- WHAT TO WORK ON
Collect every line of the items below that contains the string "bridge", and copy each one unchanged. Case counts.

- RECORDS
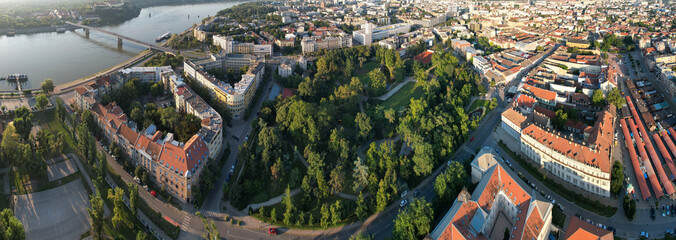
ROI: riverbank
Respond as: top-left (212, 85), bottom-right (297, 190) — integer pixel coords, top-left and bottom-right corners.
top-left (0, 24), bottom-right (77, 36)
top-left (0, 0), bottom-right (247, 36)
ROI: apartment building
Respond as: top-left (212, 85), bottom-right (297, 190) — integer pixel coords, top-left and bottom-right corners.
top-left (520, 105), bottom-right (615, 197)
top-left (86, 69), bottom-right (222, 202)
top-left (213, 35), bottom-right (272, 56)
top-left (300, 33), bottom-right (352, 54)
top-left (183, 57), bottom-right (265, 119)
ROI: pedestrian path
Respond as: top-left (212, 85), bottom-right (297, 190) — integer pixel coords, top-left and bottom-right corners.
top-left (376, 77), bottom-right (416, 101)
top-left (244, 188), bottom-right (300, 210)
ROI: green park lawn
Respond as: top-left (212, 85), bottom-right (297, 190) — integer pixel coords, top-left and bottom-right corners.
top-left (466, 99), bottom-right (491, 115)
top-left (353, 61), bottom-right (380, 85)
top-left (381, 82), bottom-right (424, 110)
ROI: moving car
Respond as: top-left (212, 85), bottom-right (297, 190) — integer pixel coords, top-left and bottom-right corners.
top-left (268, 228), bottom-right (277, 235)
top-left (399, 199), bottom-right (408, 207)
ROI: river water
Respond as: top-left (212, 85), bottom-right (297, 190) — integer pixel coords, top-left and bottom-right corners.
top-left (0, 2), bottom-right (239, 91)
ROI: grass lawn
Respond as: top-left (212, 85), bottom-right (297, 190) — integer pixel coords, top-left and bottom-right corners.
top-left (381, 82), bottom-right (424, 110)
top-left (353, 61), bottom-right (380, 85)
top-left (34, 109), bottom-right (76, 154)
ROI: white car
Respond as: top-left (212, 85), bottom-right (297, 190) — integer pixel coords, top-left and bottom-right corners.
top-left (399, 199), bottom-right (408, 207)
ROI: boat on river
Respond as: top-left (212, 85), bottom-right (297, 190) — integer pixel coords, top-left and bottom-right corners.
top-left (7, 73), bottom-right (28, 81)
top-left (155, 32), bottom-right (171, 42)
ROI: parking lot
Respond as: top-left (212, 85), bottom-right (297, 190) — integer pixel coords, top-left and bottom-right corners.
top-left (13, 179), bottom-right (90, 240)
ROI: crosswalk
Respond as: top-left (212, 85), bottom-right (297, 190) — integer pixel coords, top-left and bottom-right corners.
top-left (202, 211), bottom-right (225, 218)
top-left (181, 214), bottom-right (192, 231)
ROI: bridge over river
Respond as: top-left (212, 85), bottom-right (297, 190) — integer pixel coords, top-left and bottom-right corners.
top-left (66, 21), bottom-right (176, 55)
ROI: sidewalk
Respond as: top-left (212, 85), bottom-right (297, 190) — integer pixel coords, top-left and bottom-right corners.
top-left (106, 176), bottom-right (173, 239)
top-left (376, 76), bottom-right (417, 101)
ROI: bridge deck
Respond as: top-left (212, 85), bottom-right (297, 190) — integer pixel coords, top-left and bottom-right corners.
top-left (66, 21), bottom-right (174, 53)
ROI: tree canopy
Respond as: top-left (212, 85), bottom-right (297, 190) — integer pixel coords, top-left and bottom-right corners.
top-left (392, 198), bottom-right (434, 240)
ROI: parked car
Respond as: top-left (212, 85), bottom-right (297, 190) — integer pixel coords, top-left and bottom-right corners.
top-left (650, 207), bottom-right (655, 220)
top-left (268, 228), bottom-right (277, 236)
top-left (399, 199), bottom-right (408, 207)
top-left (641, 232), bottom-right (650, 238)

- RESPONSE
ROI: bridge over river
ROI: bridge deck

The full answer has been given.